__EXERCISE INPUTS__.

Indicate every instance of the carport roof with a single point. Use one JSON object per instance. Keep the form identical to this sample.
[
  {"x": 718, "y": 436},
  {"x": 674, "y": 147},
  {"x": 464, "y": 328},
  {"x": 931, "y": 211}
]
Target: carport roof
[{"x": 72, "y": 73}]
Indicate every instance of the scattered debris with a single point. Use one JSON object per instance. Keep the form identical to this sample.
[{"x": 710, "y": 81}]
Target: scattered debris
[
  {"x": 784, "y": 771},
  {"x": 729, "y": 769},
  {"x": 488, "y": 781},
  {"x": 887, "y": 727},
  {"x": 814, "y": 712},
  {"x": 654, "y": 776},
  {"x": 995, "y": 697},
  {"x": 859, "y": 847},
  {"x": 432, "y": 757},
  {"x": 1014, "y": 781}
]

__WHAT TO DO__. Each line of the listing must appear in the answer exactly as above.

__WRITTEN RESPONSE__.
Indicate every instance of the carport roof with a single point. Use one JSON object per instance. Keep the form identical to this sample.
[
  {"x": 718, "y": 436},
  {"x": 674, "y": 147},
  {"x": 464, "y": 328},
  {"x": 931, "y": 211}
]
Target: carport roof
[{"x": 72, "y": 73}]
Indicate every instance of the scattered debris with a single point. Use one JSON object per instance. Keep the form identical to this sample.
[{"x": 710, "y": 81}]
Target: scattered debris
[
  {"x": 784, "y": 771},
  {"x": 729, "y": 769},
  {"x": 488, "y": 781},
  {"x": 887, "y": 727},
  {"x": 814, "y": 712},
  {"x": 654, "y": 776},
  {"x": 995, "y": 697},
  {"x": 859, "y": 847},
  {"x": 432, "y": 757},
  {"x": 1014, "y": 781}
]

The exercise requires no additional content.